(TEKSTFRAGMENT)
______________________________

ECLI:NL:RBALM:2007:BA7544

Rechtbank Almelo

Datum uitspraak
19 juni 2007
Publicatiedatum
5 april 2013
Zaaknummer
05 / 1643 WOB AZ1 A
Instantie
Rechtbank Almelo
Type
Uitspraak
Rechtsgebied
Bestuursrecht
Procedures
  • Eerste aanleg - enkelvoudig
Vindplaatsen
  • Rechtspraak.nl
AI samenvatting door LexboostAutomatisch gegenereerd

Openbaarheid van subsidieverzoeken en persoonlijke beleidsopvattingen in bestuursrechtelijke context

In deze zaak heeft eiser, vertegenwoordigd door mr. H. van Drunen, een verzoek ingediend op basis van de Wet openbaarheid van bestuur (Wob) om informatie over subsidieverzoeken die bij verweerder, de Referendumcommissie, zijn ingediend. Het verzoek werd gedaan op 16 juni 2005, maar verweerder heeft besloten om bepaalde informatie niet openbaar te maken, met name persoonlijke beleidsopvattingen die in zes documenten zijn opgenomen. Eiser heeft hiertegen bezwaar gemaakt, wat leidde tot een hoorzitting op 31 oktober 2005. De rechtbank heeft de zaak behandeld en op 19 juni 2007 uitspraak gedaan.

______________________________

(GETOONDE GEGEVENS)

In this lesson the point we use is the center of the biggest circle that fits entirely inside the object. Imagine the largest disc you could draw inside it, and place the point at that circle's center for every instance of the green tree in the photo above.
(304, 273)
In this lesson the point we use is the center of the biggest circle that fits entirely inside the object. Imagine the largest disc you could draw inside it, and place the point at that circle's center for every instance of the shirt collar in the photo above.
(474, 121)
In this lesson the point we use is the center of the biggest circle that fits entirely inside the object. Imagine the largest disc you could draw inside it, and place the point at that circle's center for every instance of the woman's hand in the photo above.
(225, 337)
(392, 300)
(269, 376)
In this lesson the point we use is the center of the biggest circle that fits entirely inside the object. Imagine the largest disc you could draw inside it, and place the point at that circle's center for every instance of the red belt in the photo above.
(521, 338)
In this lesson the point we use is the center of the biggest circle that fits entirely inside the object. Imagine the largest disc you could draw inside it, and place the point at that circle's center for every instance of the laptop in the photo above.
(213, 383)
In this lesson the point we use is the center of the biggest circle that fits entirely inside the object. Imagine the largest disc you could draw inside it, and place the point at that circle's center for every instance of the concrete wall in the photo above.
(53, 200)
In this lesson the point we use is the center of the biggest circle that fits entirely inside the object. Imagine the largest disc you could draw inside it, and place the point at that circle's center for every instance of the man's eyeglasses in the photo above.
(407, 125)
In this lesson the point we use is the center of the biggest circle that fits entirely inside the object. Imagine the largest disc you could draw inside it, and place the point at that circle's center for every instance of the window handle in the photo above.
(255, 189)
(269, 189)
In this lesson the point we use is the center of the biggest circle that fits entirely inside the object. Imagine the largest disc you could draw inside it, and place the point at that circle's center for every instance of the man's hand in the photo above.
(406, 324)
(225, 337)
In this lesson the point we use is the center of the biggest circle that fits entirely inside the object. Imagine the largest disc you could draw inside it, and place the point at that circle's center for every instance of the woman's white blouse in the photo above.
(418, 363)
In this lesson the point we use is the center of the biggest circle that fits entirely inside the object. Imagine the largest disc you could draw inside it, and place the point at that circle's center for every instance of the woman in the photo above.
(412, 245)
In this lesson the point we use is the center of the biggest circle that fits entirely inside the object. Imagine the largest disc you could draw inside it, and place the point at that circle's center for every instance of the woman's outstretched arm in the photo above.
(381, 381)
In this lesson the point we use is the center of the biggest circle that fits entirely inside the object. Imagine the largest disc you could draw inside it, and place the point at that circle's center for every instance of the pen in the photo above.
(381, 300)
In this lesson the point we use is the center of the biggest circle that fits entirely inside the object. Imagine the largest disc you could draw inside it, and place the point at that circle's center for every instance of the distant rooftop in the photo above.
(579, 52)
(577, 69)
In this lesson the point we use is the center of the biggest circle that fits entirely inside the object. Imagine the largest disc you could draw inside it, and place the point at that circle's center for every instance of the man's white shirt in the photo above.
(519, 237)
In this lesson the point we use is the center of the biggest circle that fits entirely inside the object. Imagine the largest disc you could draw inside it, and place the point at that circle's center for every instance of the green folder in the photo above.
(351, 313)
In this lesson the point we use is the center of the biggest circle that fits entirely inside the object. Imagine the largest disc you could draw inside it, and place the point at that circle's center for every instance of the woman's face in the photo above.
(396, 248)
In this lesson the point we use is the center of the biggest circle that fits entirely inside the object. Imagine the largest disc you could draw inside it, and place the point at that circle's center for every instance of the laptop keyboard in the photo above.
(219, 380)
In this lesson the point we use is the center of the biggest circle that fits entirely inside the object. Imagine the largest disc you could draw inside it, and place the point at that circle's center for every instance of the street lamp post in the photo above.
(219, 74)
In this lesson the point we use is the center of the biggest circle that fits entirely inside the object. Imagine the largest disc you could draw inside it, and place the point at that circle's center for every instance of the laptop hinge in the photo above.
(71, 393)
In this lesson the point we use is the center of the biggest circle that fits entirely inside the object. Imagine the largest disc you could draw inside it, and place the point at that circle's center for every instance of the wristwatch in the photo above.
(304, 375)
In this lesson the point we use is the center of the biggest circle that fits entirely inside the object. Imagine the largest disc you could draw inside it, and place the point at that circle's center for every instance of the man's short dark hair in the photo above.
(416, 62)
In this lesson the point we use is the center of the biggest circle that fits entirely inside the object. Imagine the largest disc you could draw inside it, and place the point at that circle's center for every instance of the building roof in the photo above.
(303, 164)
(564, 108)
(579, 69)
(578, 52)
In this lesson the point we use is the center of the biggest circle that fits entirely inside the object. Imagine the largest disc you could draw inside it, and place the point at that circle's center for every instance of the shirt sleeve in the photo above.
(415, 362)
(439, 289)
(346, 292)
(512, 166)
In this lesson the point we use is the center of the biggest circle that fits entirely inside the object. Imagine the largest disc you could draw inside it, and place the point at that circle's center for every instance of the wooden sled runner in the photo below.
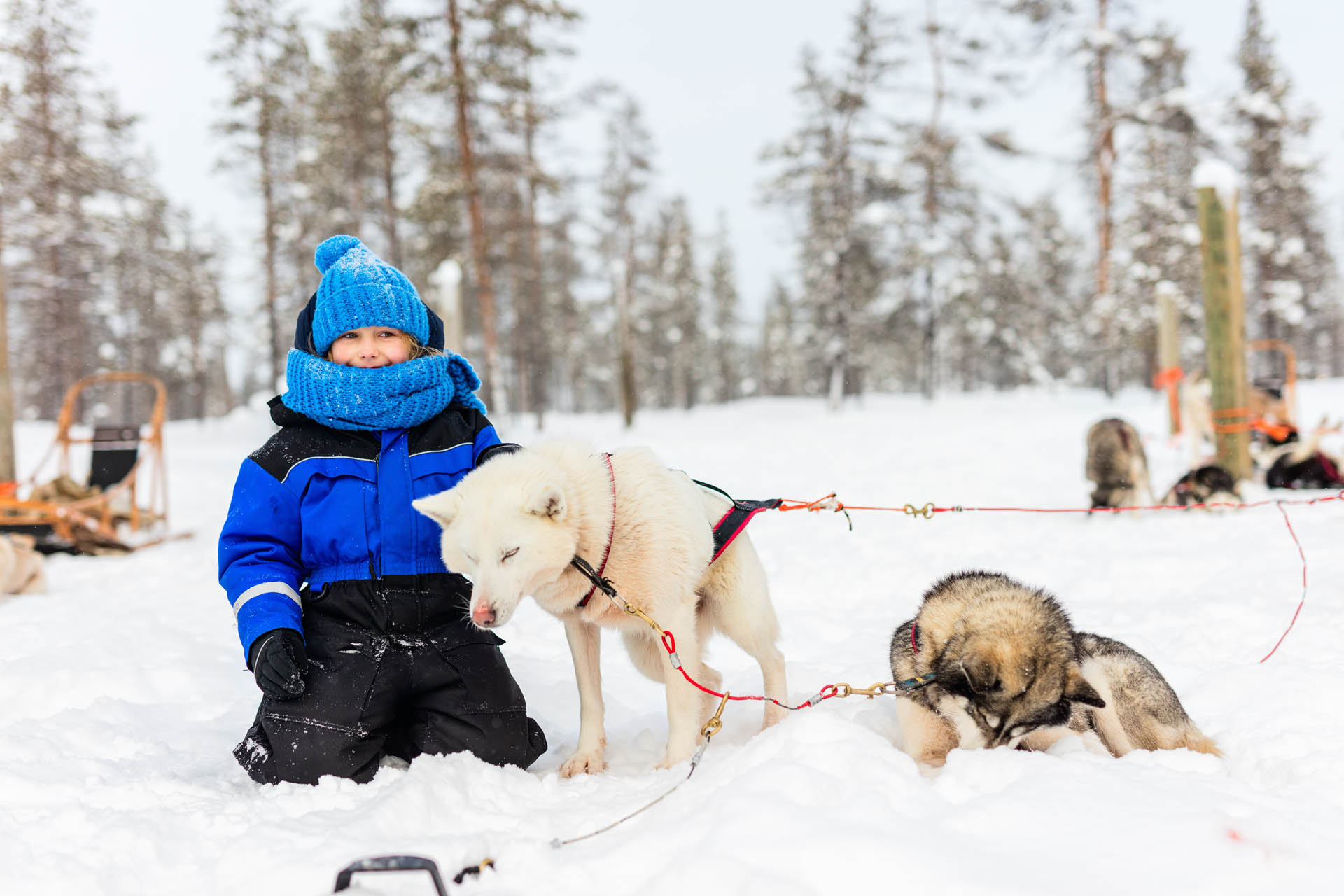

______________________________

(OPDRACHT) Kun je de tekst over het Wob-verzoek bij de Referendumcommissie voortzetten, te beginnen na de laatste zin?

(ANTWOORD)
De rechtbank oordeelde dat het besluit van verweerder om de gevraagde informatie niet openbaar te maken, voor een deel niet in stand kon blijven. De rechtbank stelde vast dat de weigering om de persoonlijke beleidsopvattingen openbaar te maken, zoals bedoeld in artikel 11 van de Wob, terecht was. Echter, de rechtbank oordeelde ook dat verweerder niet voldoende had gemotiveerd waarom bepaalde persoonlijke gegevens van twee particuliere subsidieverzoekers niet openbaar konden worden gemaakt. De rechtbank vernietigde het bestreden besluit voor zover het de weigering van deze informatie betrof en oordeelde dat verweerder een nieuw besluit op bezwaar moest nemen.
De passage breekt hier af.